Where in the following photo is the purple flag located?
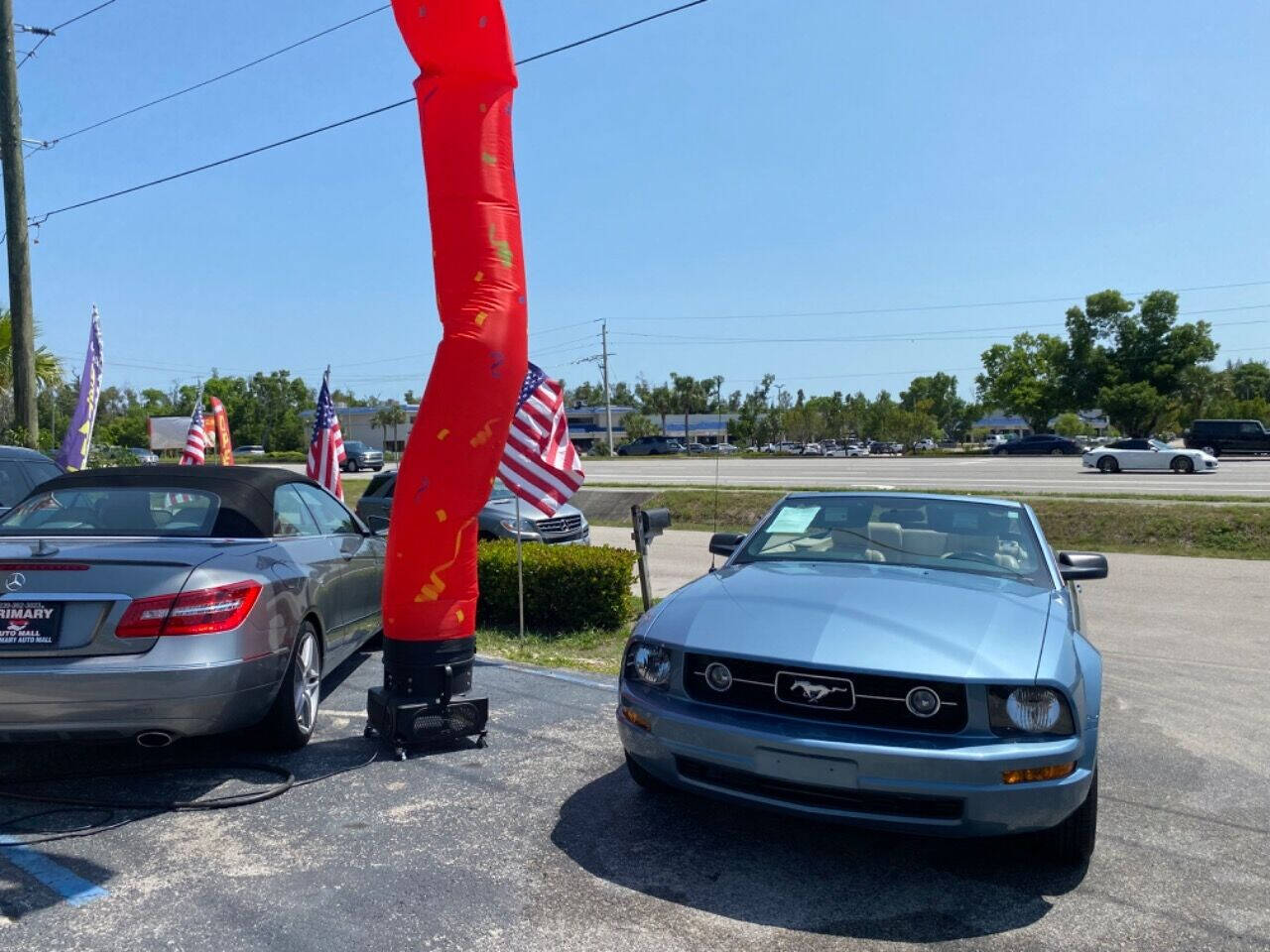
---
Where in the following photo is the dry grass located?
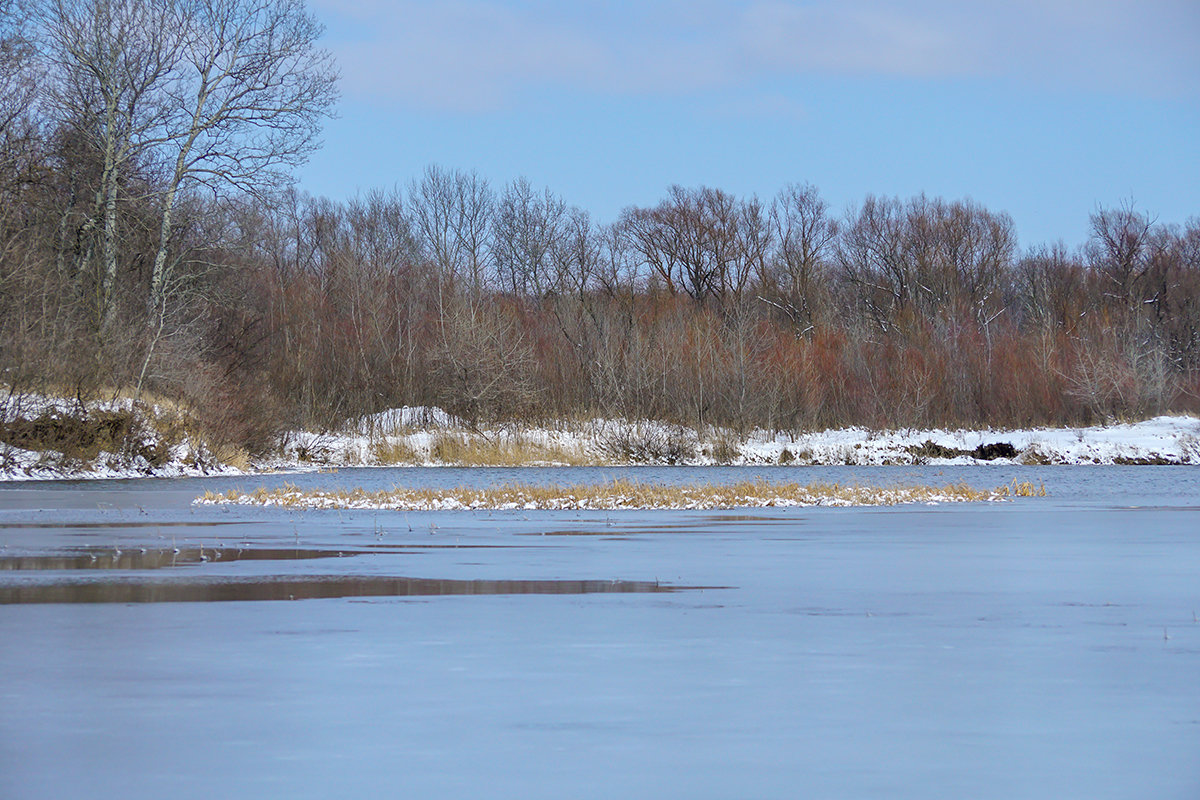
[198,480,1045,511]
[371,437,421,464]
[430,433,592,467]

▶ **TASK OBJECTIVE**:
Revise the lines of the records that start with the line containing "Where in the following photo is the dry" and go on through the line containing "[430,433,592,467]". Change "dry grass" to "tall grass", keep everything else the same, and leave the picture out.

▶ **ANSWER FOR THIS EXERCISE**:
Where in the following photo is the tall grass located?
[198,480,1045,511]
[371,437,421,464]
[430,433,592,467]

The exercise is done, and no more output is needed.